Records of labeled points
## START

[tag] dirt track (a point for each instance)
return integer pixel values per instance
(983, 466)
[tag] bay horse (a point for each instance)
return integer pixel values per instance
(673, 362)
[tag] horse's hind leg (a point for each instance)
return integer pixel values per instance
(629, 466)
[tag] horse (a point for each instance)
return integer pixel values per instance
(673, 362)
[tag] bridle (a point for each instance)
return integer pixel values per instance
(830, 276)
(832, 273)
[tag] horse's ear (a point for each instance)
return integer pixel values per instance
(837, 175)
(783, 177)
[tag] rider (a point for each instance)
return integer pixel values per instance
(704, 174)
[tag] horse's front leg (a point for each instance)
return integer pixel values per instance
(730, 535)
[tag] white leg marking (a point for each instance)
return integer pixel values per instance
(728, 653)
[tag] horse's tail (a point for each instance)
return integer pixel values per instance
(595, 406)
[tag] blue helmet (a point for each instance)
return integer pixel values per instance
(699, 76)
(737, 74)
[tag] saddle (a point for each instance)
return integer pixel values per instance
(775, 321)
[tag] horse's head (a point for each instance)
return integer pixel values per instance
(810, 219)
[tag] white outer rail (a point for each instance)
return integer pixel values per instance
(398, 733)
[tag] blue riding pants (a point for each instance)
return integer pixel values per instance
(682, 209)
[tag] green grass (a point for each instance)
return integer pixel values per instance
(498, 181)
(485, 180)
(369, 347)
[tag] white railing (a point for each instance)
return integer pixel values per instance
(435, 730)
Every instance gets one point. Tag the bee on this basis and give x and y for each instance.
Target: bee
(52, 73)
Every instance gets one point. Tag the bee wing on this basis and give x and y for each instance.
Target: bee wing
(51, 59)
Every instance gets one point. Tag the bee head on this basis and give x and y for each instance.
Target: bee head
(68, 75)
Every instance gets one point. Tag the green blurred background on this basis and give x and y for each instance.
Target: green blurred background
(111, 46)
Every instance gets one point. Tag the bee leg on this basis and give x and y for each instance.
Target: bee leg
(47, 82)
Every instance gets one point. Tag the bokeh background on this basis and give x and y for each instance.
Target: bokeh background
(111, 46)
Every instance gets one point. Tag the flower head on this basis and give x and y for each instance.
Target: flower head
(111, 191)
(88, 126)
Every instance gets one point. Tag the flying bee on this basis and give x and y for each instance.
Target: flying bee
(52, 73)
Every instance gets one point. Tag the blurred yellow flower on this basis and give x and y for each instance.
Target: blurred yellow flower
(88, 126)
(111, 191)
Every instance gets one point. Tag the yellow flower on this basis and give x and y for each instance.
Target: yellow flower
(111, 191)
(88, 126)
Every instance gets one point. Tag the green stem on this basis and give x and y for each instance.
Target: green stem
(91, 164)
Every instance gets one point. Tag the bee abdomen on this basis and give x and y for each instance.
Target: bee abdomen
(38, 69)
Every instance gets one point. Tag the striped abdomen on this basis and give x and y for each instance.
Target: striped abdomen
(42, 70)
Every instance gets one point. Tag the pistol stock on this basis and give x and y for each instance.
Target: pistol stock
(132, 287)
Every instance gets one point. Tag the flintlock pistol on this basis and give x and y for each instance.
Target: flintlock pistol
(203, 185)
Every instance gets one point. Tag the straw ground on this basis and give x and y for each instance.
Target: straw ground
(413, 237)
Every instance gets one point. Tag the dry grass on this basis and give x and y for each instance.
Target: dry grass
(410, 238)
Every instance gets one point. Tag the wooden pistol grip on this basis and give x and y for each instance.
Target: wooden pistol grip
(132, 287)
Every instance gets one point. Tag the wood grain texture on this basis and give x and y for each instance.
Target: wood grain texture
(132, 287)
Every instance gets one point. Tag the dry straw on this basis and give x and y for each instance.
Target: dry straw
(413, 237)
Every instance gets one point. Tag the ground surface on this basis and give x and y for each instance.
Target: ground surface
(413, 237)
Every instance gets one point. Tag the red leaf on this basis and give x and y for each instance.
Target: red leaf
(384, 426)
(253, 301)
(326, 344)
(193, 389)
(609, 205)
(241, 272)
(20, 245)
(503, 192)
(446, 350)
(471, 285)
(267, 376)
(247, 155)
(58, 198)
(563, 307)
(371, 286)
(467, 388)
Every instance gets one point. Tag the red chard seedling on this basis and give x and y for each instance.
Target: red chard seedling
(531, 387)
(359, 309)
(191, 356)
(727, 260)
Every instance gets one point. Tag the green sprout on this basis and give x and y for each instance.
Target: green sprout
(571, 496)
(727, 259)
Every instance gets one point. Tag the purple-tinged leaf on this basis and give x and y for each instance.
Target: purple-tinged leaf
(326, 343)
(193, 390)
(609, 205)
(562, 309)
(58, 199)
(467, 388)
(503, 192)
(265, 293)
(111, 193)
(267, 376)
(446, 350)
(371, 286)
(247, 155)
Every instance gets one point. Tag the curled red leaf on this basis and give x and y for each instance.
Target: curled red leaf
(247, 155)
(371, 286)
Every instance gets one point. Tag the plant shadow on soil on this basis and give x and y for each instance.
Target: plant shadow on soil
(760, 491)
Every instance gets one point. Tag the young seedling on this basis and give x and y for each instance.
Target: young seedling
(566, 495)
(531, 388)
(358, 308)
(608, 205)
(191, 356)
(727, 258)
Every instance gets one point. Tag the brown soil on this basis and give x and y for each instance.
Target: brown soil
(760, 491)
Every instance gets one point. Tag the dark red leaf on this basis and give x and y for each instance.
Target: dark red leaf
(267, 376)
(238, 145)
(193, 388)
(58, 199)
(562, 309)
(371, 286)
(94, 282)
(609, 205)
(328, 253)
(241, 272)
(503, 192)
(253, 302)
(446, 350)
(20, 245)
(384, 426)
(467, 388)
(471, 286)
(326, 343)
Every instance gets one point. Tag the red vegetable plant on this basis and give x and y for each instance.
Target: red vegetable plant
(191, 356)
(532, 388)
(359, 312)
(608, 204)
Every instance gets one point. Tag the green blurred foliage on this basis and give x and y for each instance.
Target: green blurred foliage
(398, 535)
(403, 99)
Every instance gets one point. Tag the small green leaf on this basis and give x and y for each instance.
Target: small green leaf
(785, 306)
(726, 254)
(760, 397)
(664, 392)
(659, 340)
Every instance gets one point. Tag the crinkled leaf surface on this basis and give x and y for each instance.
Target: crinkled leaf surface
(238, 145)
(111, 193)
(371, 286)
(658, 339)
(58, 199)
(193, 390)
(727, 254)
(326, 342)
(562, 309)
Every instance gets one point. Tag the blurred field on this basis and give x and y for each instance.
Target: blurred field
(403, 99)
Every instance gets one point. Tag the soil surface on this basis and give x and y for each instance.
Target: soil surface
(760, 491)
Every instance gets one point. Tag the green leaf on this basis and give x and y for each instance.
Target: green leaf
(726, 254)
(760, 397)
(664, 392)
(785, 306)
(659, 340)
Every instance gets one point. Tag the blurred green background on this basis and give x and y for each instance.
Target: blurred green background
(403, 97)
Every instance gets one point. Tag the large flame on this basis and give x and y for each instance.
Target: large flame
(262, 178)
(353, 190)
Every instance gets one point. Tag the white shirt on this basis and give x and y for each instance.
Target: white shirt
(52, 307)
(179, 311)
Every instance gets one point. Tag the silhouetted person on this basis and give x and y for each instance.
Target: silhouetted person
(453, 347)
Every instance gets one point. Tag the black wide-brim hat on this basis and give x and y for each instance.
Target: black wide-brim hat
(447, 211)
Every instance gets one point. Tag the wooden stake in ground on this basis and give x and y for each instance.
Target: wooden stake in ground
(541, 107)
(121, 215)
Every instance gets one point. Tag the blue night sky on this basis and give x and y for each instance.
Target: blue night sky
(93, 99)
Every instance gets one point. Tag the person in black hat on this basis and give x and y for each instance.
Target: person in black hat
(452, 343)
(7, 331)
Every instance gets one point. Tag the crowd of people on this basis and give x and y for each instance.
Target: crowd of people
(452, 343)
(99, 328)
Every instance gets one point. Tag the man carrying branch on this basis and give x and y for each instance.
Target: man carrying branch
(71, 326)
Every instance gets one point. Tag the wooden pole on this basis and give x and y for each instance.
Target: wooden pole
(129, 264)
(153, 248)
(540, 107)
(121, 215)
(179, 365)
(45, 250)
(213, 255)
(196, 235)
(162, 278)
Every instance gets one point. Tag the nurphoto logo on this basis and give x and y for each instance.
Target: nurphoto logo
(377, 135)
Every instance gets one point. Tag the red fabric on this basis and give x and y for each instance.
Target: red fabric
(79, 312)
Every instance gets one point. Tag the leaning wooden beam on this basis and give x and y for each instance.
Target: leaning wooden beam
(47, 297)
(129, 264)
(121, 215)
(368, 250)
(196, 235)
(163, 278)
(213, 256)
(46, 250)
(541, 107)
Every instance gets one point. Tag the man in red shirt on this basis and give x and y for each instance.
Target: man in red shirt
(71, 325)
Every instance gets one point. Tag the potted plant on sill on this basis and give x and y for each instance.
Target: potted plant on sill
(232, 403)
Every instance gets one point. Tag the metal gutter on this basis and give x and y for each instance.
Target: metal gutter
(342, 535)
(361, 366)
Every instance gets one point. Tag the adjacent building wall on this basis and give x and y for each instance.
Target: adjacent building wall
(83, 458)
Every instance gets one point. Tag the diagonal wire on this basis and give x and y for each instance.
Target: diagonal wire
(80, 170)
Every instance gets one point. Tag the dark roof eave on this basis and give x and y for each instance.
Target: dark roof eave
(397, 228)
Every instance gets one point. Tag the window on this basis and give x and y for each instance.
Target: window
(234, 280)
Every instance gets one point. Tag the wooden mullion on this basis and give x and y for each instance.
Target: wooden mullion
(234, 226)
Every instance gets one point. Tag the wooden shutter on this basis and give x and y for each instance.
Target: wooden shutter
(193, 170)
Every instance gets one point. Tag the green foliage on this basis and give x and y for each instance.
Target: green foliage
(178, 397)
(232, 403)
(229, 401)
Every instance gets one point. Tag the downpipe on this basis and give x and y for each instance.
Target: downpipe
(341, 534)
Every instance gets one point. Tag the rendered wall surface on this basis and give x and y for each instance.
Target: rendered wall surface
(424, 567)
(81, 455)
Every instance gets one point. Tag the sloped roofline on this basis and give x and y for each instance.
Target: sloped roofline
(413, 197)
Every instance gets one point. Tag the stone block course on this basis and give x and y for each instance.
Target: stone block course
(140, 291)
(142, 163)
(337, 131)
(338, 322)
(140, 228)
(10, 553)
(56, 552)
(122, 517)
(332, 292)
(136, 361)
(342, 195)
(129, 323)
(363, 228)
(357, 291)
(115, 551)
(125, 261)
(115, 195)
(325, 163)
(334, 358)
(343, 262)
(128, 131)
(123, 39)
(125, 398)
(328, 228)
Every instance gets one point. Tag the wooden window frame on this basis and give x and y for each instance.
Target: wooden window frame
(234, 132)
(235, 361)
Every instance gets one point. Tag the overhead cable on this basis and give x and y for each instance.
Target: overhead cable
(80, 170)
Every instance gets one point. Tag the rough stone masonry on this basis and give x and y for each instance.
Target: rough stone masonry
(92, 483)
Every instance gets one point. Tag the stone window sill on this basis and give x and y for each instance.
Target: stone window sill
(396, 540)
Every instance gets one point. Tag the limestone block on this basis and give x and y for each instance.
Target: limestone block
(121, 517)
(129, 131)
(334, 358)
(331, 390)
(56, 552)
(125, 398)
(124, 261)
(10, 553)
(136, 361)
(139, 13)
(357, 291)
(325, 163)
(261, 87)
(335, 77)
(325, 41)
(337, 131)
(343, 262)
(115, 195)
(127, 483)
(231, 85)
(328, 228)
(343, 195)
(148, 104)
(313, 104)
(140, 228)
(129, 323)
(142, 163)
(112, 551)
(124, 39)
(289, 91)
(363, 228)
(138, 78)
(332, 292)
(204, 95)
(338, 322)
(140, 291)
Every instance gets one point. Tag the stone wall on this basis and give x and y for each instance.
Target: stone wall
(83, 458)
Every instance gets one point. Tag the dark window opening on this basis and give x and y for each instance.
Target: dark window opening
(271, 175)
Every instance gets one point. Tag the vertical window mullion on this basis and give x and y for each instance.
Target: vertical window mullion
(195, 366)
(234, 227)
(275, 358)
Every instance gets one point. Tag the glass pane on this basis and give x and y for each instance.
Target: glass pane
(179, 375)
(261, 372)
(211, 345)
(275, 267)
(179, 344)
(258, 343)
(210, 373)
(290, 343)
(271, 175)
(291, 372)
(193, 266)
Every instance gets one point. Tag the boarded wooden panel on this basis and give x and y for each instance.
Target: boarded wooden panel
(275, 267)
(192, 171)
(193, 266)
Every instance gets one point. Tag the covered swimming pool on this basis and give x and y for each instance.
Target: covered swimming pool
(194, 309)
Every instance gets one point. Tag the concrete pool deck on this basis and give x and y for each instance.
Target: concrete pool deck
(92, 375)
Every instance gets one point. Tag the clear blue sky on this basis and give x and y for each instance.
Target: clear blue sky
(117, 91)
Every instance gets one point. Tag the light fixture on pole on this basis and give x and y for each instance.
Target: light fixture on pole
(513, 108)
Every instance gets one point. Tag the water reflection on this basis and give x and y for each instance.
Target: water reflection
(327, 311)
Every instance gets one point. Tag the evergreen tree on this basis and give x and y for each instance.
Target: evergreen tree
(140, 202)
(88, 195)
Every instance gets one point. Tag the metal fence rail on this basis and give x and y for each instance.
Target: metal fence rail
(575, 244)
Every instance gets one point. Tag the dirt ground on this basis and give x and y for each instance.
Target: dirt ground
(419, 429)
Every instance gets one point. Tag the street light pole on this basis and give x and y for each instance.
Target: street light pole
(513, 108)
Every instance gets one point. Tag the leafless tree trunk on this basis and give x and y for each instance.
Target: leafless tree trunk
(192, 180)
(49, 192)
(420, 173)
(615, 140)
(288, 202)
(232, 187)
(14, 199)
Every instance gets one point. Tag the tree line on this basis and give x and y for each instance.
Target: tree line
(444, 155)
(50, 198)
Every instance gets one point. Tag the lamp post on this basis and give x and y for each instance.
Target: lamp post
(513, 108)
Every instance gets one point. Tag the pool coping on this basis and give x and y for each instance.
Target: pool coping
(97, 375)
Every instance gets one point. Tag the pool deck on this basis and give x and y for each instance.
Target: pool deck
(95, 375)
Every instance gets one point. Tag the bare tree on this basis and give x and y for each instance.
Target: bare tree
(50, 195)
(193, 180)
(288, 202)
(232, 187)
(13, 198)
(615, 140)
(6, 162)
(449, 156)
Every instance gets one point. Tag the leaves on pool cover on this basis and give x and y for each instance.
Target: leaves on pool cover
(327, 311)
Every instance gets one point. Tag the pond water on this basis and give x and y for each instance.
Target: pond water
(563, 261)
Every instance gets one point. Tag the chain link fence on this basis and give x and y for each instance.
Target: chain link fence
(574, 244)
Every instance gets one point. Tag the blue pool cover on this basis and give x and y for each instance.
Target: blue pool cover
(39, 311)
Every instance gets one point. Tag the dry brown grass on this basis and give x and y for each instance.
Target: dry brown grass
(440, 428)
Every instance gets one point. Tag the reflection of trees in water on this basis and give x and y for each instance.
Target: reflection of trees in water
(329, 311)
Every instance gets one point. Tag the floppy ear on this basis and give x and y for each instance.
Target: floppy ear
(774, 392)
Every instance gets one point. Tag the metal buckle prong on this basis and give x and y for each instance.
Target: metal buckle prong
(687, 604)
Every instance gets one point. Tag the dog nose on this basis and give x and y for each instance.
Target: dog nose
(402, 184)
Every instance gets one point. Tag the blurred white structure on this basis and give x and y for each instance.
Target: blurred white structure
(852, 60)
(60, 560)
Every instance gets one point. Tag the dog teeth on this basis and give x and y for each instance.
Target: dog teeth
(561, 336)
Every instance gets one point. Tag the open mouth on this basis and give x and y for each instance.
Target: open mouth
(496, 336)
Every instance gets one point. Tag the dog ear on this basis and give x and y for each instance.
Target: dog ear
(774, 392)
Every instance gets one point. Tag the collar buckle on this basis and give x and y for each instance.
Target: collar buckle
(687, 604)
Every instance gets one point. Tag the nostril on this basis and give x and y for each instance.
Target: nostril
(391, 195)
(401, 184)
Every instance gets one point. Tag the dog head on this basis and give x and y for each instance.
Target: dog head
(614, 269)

## END

Return the lines of the records above verbatim, starting at the line that contains "Every instance gets one point. Tag the collar" and continuing through the last line of the records, both included.

→ Written solution
Every instance gets one point. Tag the collar buckle on this basis and give x and y for each instance.
Target: collar buckle
(687, 604)
Every instance gets one point. Tag the nostril on this basis and give x and y for each instance.
Target: nostril
(391, 195)
(401, 184)
Every instance gets one point. Tag the dog head on this basis and give x and y for each instance.
Target: dog head
(614, 269)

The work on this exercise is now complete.